=== Text to read ===
Argument by lexical overloading, or, Don’t cut your wants with shoulds
I used the word “cut” in the title to mean the Prolog operator “cut”, an operator which halts the evaluation of a statement in predicate logic.
Fiction writers often complain, “I keep procrastinating from writing,” and, “Nobody reads what I write.” These complaints are usually the result of shoulds stopping them from thinking about their wants.
I’ve never heard anyone say, “I keep putting off playing baseball,” or, “I keep putting off eating ice cream.” People who keep putting off writing don’t want to write, they want to have written. If you have to try to write more often than you have to try not to write, you’ve probably told yourself that you should write in order to attain some reward. There’s nothing wrong with that, but writers who complain that they keep putting off writing are often writing things with little potential payoff, like fan-fiction. They don’t stop and think how to improve the payoff that they want, because they get stuck on the should that they’ve cached in their heads.

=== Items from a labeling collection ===
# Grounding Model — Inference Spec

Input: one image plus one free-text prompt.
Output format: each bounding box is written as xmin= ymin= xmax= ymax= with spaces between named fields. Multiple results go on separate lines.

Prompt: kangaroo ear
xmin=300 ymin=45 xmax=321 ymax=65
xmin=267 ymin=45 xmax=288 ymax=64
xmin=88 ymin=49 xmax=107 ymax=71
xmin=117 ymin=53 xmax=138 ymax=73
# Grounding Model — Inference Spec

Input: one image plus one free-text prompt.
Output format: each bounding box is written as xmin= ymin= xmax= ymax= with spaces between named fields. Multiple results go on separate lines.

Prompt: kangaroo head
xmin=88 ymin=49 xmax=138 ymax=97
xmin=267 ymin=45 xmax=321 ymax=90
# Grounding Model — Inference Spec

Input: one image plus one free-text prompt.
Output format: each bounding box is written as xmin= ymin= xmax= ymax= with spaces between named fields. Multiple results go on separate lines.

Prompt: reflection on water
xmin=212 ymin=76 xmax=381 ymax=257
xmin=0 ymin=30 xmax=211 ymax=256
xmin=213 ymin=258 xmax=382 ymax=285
--
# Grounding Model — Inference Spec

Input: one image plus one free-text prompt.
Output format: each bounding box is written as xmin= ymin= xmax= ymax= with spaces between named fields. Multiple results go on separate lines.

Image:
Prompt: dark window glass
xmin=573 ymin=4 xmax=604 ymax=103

=== Problems to solve ===
[a] In the text on shoulds and wants, what does the word "cut" in the title stand for?
[b] List every full sentence that the text on shoulds and wants puts in quotation marks as something people say or have never been heard to say.
[c] From the text on shoulds and wants, quote the passage starting with "Argument by lexical" and going on through "in predicate logic.".

=== Results for the exercise ===
[a] The Prolog operator "cut," which halts the evaluation of a statement in predicate logic.

[b]
- "I keep procrastinating from writing."
- "Nobody reads what I write."
- "I keep putting off playing baseball."
- "I keep putting off eating ice cream."

[c]
Argument by lexical overloading, or, Don’t cut your wants with shoulds
I used the word “cut” in the title to mean the Prolog operator “cut”, an operator which halts the evaluation of a statement in predicate logic.